Please retype the entries below word for word, passing over every picture.

══════

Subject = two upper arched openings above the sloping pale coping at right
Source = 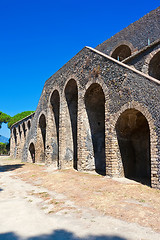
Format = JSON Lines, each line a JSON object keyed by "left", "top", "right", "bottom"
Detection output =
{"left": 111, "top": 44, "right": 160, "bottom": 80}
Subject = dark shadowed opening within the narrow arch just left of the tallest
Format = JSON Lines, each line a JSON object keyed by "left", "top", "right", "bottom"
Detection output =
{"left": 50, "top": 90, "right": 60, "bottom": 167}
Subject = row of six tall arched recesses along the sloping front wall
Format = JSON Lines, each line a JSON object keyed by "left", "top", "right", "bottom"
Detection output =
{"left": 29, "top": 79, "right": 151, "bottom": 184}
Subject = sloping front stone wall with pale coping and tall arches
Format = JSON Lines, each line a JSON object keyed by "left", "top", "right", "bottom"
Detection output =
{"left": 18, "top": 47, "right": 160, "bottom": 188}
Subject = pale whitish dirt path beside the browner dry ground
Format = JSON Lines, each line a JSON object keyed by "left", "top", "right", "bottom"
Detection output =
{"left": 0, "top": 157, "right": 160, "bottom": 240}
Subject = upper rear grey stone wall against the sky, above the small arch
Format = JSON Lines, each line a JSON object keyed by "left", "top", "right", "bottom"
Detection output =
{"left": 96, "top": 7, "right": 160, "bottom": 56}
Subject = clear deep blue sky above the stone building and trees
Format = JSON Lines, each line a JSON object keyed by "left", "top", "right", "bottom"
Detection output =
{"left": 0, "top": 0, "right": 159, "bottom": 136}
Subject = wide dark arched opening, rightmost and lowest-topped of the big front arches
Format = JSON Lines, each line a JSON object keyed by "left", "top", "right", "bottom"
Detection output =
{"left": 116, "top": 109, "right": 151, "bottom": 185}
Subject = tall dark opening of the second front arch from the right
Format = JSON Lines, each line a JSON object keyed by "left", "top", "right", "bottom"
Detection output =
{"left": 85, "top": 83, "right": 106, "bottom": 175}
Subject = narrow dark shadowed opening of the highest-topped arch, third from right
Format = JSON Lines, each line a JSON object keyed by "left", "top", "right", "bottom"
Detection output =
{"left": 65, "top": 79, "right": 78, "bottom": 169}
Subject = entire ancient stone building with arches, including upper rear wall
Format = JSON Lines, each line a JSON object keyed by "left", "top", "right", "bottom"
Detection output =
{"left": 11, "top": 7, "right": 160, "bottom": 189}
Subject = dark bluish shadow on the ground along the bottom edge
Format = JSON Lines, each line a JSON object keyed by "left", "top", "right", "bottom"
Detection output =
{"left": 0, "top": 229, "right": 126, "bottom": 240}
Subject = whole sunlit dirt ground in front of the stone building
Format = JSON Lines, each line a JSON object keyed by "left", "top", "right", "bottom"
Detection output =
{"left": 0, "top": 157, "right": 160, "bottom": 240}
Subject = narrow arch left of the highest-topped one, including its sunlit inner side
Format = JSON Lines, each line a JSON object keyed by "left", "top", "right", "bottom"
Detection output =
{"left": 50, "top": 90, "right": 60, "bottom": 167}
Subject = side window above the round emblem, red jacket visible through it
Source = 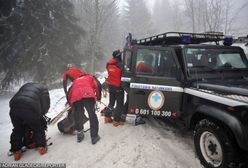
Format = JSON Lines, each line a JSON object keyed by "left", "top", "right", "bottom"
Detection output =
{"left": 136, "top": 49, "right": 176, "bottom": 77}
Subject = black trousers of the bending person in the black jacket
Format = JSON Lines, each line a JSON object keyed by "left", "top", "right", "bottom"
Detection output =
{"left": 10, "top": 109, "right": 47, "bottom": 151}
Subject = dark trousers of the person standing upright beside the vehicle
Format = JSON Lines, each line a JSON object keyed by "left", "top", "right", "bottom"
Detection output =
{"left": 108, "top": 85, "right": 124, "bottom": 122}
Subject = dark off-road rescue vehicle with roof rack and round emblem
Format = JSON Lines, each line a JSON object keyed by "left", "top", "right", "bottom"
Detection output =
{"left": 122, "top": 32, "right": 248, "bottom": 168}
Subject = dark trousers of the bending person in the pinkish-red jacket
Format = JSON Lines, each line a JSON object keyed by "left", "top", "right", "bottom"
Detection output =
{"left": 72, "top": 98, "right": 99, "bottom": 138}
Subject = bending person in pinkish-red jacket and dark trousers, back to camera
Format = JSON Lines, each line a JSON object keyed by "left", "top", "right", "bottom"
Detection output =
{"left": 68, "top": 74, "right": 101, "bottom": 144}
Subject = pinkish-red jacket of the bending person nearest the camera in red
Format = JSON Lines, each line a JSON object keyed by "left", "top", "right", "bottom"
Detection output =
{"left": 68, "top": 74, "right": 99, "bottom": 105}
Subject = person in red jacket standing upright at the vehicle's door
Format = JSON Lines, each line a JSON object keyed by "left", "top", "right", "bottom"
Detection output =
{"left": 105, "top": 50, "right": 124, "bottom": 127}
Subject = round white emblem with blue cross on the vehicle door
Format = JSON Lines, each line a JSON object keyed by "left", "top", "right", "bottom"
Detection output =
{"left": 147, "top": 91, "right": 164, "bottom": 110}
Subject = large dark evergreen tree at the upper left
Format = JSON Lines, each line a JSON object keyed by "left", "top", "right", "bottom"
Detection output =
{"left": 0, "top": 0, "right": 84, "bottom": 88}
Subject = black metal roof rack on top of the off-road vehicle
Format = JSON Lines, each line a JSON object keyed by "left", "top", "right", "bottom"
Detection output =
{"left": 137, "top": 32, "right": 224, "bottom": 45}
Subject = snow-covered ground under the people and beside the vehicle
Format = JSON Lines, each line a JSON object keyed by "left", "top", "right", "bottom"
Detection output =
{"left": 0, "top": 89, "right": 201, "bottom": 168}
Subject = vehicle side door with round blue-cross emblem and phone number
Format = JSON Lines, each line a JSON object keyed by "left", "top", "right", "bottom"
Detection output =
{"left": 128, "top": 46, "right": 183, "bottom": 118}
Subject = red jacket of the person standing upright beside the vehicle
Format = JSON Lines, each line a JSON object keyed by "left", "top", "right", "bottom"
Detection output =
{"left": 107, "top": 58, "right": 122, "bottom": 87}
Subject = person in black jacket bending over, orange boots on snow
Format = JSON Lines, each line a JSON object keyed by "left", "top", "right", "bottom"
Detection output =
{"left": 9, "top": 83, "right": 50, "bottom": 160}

══════

*TASK SOLUTION*.
Subject = two upper arched openings above the sloping pale coping at right
Source = 
Format = JSON Lines, each line a JSON object keyed by "left", "top", "right", "bottom"
Detection output =
{"left": 111, "top": 44, "right": 160, "bottom": 80}
Subject = dark shadowed opening within the narrow arch just left of the tallest
Format = JSON Lines, each line a JSON object keyed by "left", "top", "right", "bottom"
Detection output =
{"left": 50, "top": 90, "right": 60, "bottom": 167}
Subject = row of six tall arched recesses along the sloping front wall
Format = JSON Lines, each line a JSON object keyed by "left", "top", "right", "bottom"
Detection output =
{"left": 29, "top": 79, "right": 151, "bottom": 184}
Subject = sloping front stone wall with pale coping and tall arches
Format = JSON Lines, each line a JSON object keyed by "left", "top", "right", "bottom"
Detection output =
{"left": 18, "top": 47, "right": 160, "bottom": 188}
Subject = pale whitish dirt path beside the browner dry ground
Format = JSON Lines, each line a JSON object keyed by "left", "top", "right", "bottom"
Detection output =
{"left": 0, "top": 157, "right": 160, "bottom": 240}
Subject = upper rear grey stone wall against the sky, above the small arch
Format = JSON Lines, each line a JSON object keyed by "left", "top", "right", "bottom"
Detection output =
{"left": 96, "top": 7, "right": 160, "bottom": 56}
Subject = clear deep blue sky above the stone building and trees
Format = JSON Lines, each line a JSON object keyed by "left", "top", "right", "bottom"
Detection output =
{"left": 0, "top": 0, "right": 159, "bottom": 136}
Subject = wide dark arched opening, rightmost and lowest-topped of the big front arches
Format = JSON Lines, each line a JSON object keyed by "left", "top", "right", "bottom"
Detection output =
{"left": 116, "top": 109, "right": 151, "bottom": 185}
Subject = tall dark opening of the second front arch from the right
Format = JSON Lines, each line a JSON object keyed by "left", "top", "right", "bottom"
Detection output =
{"left": 85, "top": 83, "right": 106, "bottom": 175}
Subject = narrow dark shadowed opening of the highest-topped arch, third from right
Format = JSON Lines, each line a JSON object keyed by "left", "top", "right", "bottom"
Detection output =
{"left": 65, "top": 79, "right": 78, "bottom": 169}
Subject = entire ancient stone building with arches, including upper rear wall
Format = JSON Lines, each line a JSON object keyed by "left", "top", "right", "bottom"
Detection output =
{"left": 11, "top": 7, "right": 160, "bottom": 189}
Subject = dark bluish shadow on the ground along the bottom edge
Format = JSON Lines, each line a JSON object keyed by "left", "top", "right", "bottom"
Detection output =
{"left": 0, "top": 229, "right": 126, "bottom": 240}
Subject = whole sunlit dirt ground in front of the stone building
Format = JSON Lines, each line a JSON object keyed by "left", "top", "right", "bottom"
Detection output =
{"left": 0, "top": 157, "right": 160, "bottom": 240}
Subject = narrow arch left of the highest-topped one, including its sunlit inner side
Format = JSON Lines, each line a JSON object keyed by "left", "top", "right", "bottom"
Detection output =
{"left": 50, "top": 90, "right": 60, "bottom": 167}
Subject = side window above the round emblem, red jacket visible through it
Source = 
Format = JSON Lines, each line a JSON object keyed by "left", "top", "right", "bottom"
Detection output =
{"left": 136, "top": 49, "right": 176, "bottom": 77}
Subject = black trousers of the bending person in the black jacket
Format = JSON Lines, each line a JSON object keyed by "left", "top", "right", "bottom"
Detection output =
{"left": 10, "top": 109, "right": 47, "bottom": 151}
Subject = dark trousers of the person standing upright beside the vehicle
Format = JSON Lines, each line a JSON object keyed by "left", "top", "right", "bottom"
Detection output =
{"left": 108, "top": 85, "right": 124, "bottom": 122}
Subject = dark off-road rescue vehicle with roof rack and round emblem
Format = JSON Lines, each line a JSON object keyed by "left", "top", "right", "bottom"
Detection output =
{"left": 122, "top": 32, "right": 248, "bottom": 168}
Subject = dark trousers of the bending person in the pinkish-red jacket
Format = JSON Lines, each line a JSON object keyed by "left", "top", "right", "bottom"
Detection output =
{"left": 72, "top": 98, "right": 99, "bottom": 138}
Subject = bending person in pinkish-red jacket and dark trousers, back to camera
Format = JSON Lines, each line a JSON object keyed by "left", "top", "right", "bottom"
Detection output =
{"left": 68, "top": 74, "right": 101, "bottom": 144}
Subject = pinkish-red jacket of the bending person nearest the camera in red
Format = JSON Lines, each line a JSON object keyed by "left", "top", "right", "bottom"
Detection output =
{"left": 68, "top": 74, "right": 99, "bottom": 105}
Subject = person in red jacket standing upright at the vehicle's door
Format = JSON Lines, each line a JSON object keyed by "left", "top", "right", "bottom"
Detection output =
{"left": 105, "top": 50, "right": 124, "bottom": 127}
Subject = round white emblem with blue cross on the vehicle door
Format = JSON Lines, each line a JSON object keyed by "left", "top", "right", "bottom"
Detection output =
{"left": 147, "top": 91, "right": 164, "bottom": 110}
Subject = large dark evergreen tree at the upper left
Format = JSON Lines, each line a JSON object keyed by "left", "top", "right", "bottom"
Detection output =
{"left": 0, "top": 0, "right": 84, "bottom": 88}
Subject = black metal roof rack on top of the off-road vehicle
Format = JSON Lines, each line a JSON object keyed by "left", "top", "right", "bottom"
Detection output =
{"left": 137, "top": 32, "right": 224, "bottom": 45}
Subject = snow-covered ground under the people and beside the vehicle
Format = JSON Lines, each line a JSON object keyed by "left", "top", "right", "bottom"
Detection output =
{"left": 0, "top": 89, "right": 201, "bottom": 168}
Subject = vehicle side door with round blue-cross emblem and phone number
Format = JSON Lines, each line a JSON object keyed by "left", "top", "right", "bottom"
Detection output =
{"left": 128, "top": 46, "right": 183, "bottom": 118}
Subject = red jacket of the person standing upright beside the vehicle
Format = JSON Lines, each line a JSON object keyed by "left", "top", "right", "bottom"
Detection output =
{"left": 107, "top": 58, "right": 122, "bottom": 87}
Subject = person in black jacket bending over, orange boots on snow
Format = JSON Lines, each line a JSON object keyed by "left", "top", "right", "bottom"
Detection output =
{"left": 9, "top": 83, "right": 50, "bottom": 160}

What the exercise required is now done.